> [ACTIVITÉ A]: D'après l'homélie de la Pentecôte, que célèbre la Pentecôte ?
> [ACTIVITÉ B]: Renvoyez chaque ligne des enregistrements qui contient la chaîne « pixel », en tenant compte de la casse.
━━━ EXTRAIT CHOISI
Homélie de la Pentecôte, 8 juin 2025 (Jn 14, 15-26)


Abbé Bernard Miserez – Chapelle du Vorbourg, Delémont

Il existe, paraît-il, pour les enfants de 2 ans déjà, un jeu qui tente d’éveiller chez eux la notion de contraire. Par exemple, la nuit-le jour, triste-content, grand -petit. L’enfant observe les images et s’amuse à reconstituer par paire les réalités opposées. Rien de tel pour développer chez l’enfant son sens de l’observation tout en enrichissant son vocabulaire.

Deux univers apparemment contraires et opposés

La fête de la Pentecôte nous suggère, elle aussi, de repérer deux univers apparemment contraires et opposés. Nous les rencontrons dans la Parole de Dieu ce matin. D’ailleurs, les avez-vous repérés ? Regardons ensemble si vous le voulez bien :

Dans l’Évangile, une aventure tout INTERIEURE… « si quelqu’un m’aime, il gardera ma parole et mon Père l›aimera, et nous viendrons chez lui » : une demeure de Dieu en nous, en chacune et chacun de nous en tout homme, en toute femme quelle que soit sa vie.

Dans les Actes des Apôtres, une aventure tout EXTERIEURE… l’événement de la Pentecôte, un grand coup de vent, du feu, une aventure qui projette dehors, hors de la maison, et là, des étrangers de toutes langues et nations, le grand vent de l’Évangile commence à souffler.

L’Esprit est la Vie, comme une respiration, un échange, dedans, dehors

Intérieur et extérieur, dedans, dehors. Le Vent souffle où il veut. L’Esprit est sans frontières, sans contraires. Il est la Vie, la vie comme une respiration, un échange, dedans, dehors.

Pentecôte nous dit jusqu’où va le mystère de Pâques. Par le Christ ressuscité, le Père des cieux nous donne et nous communique son Esprit. Cet Esprit va jusqu’aux extrémités de la terre, toute langue, toute culture, toute nation comme il va jusqu’au plus profond de nous-mêmes, jusqu’à l’intime de nos vies pour nous guérir, nous vivifier, nous renouveler.

La Pentecôte célèbre la résurrection des disciples

Si Pâques célèbre la Résurrection de Jésus, le Christ, la Pentecôte, elle, célèbre la résurrection des disciples. Autrement dit, la nôtre, maintenant et chaque fois que nous osons nous ouvrir à ce don inconditionnel de Dieu.

Ce don que nous recevons du Père nous met en relation avec lui et avec le Christ. L’Esprit-Saint est, si vous voulez, comme la mémoire rendant présent ce mystère de Dieu qui choisit de demeurer en nous. Et puis, ce don de l’Esprit, reçu gratuitement, nous permet de nous transformer, c’est-à-dire, de nous changer nous-mêmes. Bien sûr il ne s’agit pas d’une transformation illusoire pour améliorer notre bien-être par exemple. Il s’agit de se recevoir de Dieu lui-même, comme fille et fils du Père, autrement dit d’accueillir mon histoire telle qu’elle est comme un chemin de liberté, à inventer à la suite de Jésus. Enfin, ce don de l’Esprit nous fait vivre en communion avec l’humanité entière. Dans le Christ, il n’y a que des sœurs et des frères à aimer.
━━━━━━
━━━ INFORMATIONS EXTRAITES
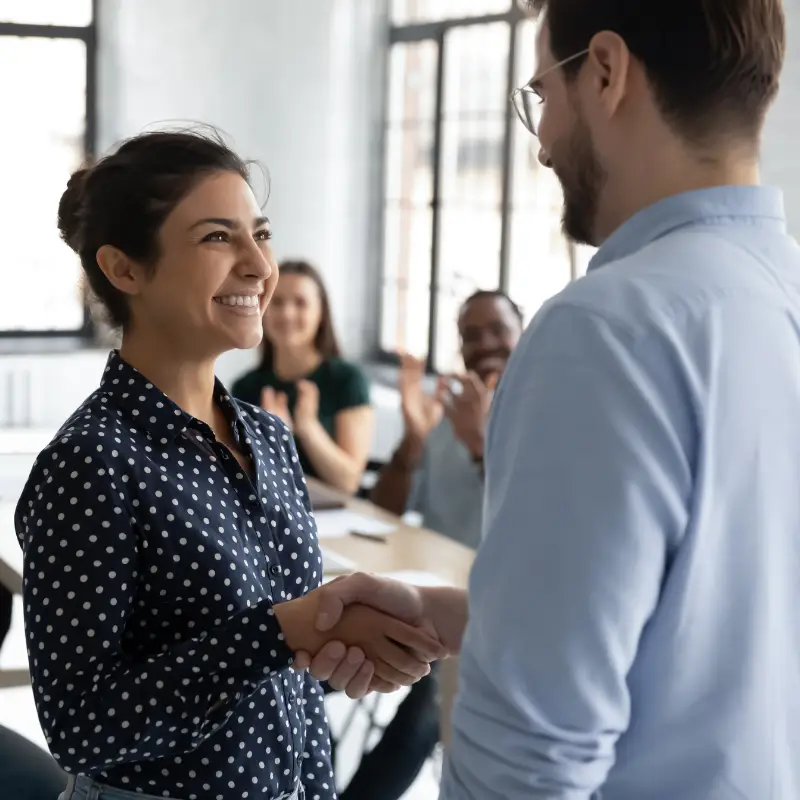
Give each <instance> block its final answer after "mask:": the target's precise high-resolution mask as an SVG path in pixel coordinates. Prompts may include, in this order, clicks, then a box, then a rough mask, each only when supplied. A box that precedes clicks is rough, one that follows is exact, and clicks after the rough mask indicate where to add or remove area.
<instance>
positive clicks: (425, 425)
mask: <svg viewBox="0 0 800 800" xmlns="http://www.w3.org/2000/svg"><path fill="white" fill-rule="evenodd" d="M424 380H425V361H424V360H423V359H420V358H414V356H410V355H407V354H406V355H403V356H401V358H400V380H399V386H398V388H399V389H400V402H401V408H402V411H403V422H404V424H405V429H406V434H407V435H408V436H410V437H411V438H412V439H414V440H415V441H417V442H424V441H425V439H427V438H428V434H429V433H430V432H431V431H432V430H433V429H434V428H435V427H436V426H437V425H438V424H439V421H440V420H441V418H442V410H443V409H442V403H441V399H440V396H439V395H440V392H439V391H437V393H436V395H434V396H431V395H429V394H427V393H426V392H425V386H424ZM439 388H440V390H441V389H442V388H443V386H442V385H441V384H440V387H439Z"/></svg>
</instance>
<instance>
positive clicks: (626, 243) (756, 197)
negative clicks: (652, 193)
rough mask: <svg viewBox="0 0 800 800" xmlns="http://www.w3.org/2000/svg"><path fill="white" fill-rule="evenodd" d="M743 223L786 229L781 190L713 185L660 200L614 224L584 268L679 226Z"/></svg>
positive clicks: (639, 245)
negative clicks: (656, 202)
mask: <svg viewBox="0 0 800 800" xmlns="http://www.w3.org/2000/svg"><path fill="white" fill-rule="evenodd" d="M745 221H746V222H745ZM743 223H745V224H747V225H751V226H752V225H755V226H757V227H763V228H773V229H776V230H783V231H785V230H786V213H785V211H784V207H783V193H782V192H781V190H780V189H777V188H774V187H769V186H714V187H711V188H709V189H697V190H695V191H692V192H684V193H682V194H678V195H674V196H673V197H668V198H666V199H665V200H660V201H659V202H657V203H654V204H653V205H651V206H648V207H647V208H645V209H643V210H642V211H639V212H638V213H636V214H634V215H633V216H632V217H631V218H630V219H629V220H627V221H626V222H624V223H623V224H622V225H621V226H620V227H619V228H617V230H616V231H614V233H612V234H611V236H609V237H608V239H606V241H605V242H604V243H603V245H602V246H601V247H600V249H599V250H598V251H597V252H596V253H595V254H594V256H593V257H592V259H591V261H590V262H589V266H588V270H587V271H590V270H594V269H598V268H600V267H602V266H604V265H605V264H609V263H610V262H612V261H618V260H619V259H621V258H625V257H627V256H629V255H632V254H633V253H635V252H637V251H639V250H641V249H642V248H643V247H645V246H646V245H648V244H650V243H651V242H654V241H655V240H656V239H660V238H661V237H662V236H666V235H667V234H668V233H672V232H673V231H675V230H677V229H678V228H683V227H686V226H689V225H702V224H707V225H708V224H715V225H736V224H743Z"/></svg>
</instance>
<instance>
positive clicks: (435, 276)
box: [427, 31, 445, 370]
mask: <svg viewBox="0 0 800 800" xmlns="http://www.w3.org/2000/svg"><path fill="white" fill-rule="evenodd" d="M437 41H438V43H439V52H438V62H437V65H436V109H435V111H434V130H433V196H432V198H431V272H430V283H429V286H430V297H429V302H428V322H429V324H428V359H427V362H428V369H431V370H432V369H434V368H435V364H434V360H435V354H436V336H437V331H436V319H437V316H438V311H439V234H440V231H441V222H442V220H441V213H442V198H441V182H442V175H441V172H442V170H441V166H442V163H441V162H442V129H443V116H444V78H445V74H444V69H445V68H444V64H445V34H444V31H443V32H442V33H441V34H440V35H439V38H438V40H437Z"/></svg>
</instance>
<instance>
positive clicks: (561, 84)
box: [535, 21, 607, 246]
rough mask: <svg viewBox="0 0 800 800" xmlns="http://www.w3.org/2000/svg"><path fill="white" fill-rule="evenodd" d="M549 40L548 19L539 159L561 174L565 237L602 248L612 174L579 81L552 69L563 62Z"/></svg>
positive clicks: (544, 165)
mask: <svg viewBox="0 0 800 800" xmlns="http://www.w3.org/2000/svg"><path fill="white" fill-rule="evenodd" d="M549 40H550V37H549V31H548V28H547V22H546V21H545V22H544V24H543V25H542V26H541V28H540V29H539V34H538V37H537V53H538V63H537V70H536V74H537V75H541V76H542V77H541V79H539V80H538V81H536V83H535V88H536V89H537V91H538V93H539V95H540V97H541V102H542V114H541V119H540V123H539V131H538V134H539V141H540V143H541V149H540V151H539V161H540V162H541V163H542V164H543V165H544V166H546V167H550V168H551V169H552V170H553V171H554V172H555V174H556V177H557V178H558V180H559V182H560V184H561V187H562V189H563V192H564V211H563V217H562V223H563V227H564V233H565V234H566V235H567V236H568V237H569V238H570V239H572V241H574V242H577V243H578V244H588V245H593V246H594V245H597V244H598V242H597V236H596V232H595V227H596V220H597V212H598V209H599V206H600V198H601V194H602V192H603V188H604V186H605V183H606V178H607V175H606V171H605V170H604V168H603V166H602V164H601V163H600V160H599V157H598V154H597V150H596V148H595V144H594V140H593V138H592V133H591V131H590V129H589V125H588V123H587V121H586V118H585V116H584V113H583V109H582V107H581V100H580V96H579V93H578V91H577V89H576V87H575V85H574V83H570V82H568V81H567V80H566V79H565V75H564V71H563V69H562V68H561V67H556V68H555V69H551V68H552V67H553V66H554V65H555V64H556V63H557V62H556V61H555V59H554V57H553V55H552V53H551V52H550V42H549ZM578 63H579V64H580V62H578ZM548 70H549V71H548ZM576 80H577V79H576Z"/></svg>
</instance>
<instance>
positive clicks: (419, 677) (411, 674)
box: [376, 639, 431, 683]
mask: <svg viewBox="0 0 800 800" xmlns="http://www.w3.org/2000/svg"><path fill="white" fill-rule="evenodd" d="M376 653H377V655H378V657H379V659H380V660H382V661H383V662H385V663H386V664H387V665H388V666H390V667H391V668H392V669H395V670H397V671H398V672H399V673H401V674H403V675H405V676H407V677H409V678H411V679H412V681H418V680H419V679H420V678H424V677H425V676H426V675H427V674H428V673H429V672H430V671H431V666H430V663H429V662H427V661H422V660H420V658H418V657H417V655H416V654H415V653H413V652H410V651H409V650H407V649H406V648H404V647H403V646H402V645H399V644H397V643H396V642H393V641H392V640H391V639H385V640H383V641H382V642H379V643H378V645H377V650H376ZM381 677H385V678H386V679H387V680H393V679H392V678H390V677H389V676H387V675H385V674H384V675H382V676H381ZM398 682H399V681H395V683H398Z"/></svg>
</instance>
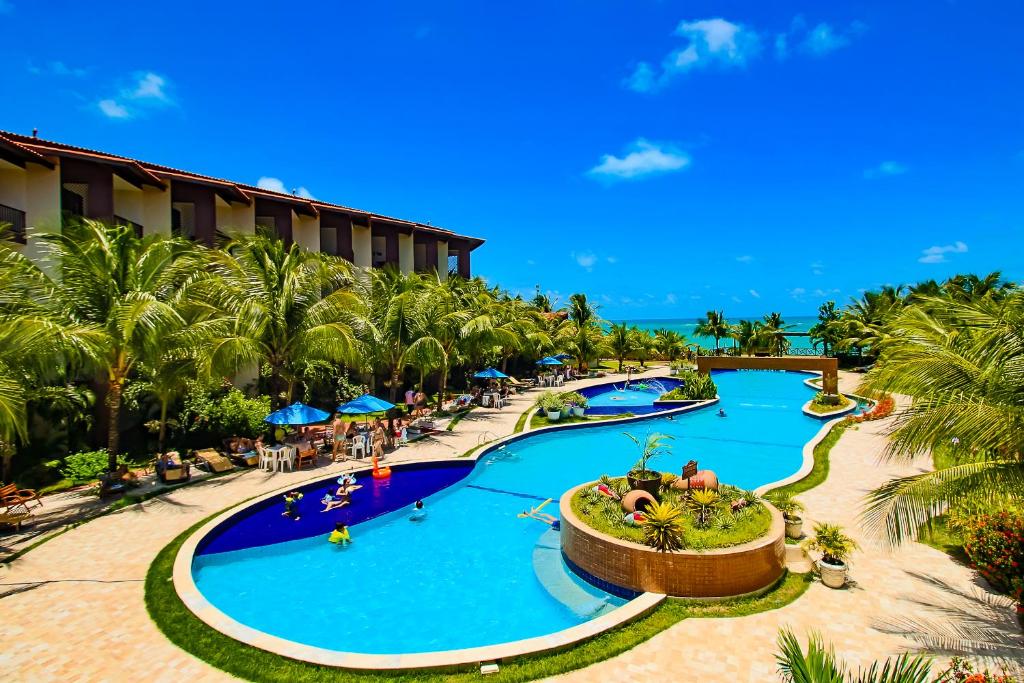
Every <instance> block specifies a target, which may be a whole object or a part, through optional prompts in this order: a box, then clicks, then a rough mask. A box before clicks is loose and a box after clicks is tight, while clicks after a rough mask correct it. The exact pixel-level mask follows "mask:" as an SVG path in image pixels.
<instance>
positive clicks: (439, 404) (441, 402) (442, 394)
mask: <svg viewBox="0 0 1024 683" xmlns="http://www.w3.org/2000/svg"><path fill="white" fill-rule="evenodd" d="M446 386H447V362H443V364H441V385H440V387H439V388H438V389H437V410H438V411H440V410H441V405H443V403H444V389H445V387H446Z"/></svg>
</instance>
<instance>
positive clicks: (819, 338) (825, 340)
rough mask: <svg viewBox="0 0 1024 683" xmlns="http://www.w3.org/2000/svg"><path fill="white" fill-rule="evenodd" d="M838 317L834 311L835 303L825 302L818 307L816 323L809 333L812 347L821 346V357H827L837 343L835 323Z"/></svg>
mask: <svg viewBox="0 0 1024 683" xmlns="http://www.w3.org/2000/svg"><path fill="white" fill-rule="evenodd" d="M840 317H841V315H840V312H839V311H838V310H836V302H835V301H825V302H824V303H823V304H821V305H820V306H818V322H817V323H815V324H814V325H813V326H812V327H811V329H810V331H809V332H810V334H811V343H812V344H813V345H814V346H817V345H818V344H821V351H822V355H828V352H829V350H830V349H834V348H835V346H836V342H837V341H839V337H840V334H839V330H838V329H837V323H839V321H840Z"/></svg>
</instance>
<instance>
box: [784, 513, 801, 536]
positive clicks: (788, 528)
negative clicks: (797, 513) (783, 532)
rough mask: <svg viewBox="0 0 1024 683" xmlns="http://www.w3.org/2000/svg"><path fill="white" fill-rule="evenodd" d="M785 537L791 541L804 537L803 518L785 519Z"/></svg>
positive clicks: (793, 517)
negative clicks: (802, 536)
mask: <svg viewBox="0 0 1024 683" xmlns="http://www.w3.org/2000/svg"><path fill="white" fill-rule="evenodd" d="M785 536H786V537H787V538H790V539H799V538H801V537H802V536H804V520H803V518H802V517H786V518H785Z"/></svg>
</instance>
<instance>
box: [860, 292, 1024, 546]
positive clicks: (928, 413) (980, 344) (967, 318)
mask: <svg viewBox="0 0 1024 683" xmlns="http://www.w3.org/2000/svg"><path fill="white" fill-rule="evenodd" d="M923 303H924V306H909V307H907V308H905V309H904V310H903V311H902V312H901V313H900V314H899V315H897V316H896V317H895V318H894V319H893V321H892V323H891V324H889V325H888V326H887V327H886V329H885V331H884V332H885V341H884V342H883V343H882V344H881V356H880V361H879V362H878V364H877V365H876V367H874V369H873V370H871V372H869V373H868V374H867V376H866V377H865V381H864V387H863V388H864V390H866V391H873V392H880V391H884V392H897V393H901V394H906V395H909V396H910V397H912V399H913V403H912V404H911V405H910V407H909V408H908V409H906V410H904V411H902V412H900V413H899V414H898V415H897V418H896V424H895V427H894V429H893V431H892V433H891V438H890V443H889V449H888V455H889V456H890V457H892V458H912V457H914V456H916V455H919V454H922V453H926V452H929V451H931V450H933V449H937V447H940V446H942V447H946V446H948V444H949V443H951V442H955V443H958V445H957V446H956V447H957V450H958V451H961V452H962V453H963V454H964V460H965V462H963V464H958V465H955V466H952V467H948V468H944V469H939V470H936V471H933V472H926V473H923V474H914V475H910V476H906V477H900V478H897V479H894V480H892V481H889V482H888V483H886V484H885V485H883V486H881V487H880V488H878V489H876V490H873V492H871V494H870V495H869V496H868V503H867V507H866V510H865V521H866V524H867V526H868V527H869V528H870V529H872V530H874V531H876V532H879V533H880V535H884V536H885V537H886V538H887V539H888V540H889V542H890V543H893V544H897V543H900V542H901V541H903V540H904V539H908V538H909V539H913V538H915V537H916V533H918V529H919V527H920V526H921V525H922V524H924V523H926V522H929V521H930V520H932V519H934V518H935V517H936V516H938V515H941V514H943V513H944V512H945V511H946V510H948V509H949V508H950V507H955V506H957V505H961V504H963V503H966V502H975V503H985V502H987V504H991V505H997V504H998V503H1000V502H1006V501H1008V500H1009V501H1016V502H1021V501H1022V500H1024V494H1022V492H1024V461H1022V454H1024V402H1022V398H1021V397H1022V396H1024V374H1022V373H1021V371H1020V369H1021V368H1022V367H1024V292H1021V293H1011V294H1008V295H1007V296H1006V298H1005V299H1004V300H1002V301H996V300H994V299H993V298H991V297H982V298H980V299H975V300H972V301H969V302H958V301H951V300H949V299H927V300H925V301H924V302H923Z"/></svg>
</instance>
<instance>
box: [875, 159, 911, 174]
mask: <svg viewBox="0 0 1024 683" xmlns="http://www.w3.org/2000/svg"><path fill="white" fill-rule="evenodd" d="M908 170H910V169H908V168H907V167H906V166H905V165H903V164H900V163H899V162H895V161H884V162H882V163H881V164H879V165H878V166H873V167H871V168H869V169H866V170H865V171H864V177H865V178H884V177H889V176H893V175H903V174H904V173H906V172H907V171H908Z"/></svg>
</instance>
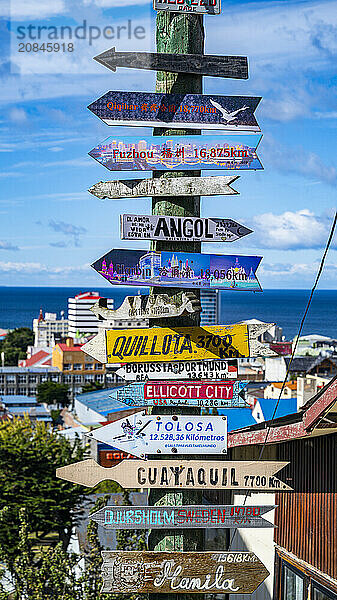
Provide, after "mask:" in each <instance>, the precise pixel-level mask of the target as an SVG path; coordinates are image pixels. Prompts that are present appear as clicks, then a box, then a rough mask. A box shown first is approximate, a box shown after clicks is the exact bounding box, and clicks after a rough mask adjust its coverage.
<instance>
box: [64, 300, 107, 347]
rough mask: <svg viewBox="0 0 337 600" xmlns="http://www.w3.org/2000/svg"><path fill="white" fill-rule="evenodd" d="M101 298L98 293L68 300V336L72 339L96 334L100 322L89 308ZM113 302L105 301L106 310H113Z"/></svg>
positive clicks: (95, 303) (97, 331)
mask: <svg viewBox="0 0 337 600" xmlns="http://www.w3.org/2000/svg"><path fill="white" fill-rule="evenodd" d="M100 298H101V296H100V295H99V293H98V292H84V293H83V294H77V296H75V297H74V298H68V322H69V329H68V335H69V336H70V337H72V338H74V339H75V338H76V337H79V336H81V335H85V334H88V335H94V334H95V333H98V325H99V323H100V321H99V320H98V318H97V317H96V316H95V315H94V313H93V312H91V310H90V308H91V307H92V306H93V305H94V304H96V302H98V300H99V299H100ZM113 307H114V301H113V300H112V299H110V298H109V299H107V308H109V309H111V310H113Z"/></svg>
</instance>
━━━━━━
> [CORRIGÉ DÉTAILLÉ A]: La résurrection des disciples.

> [CORRIGÉ DÉTAILLÉ B]:
Give each <instance> block its final answer after "mask:": the target's precise high-resolution mask as an SVG path in pixel coordinates. Prompts may include, in this order, clicks, then a box, then a rough mask, each only when supplied. A box that precedes clicks is rough, one that follows is exact, and clicks after the rough mask indicate where to add or remove area.
Every <instance> block specifies a target, which may be a whole object or a part, through optional prompts in this order: a box, then clicks, then a rough mask. A box before clicks is loose and a box after clicks is tight, while clicks after a rough mask correct it. The exact pixel-level mask follows "mask:" as an SVG path in image pixels.
Provide, after "mask:" in each <instance>, the precise pixel-level mask of the target as an SVG path; coordinates are image pixels. Prompts that are present appear as clicks, then a box, then a rough mask. A box shown first is approximate, a box shown after clicks is the exact bounding box, and clicks after a rough mask adjust its coverage.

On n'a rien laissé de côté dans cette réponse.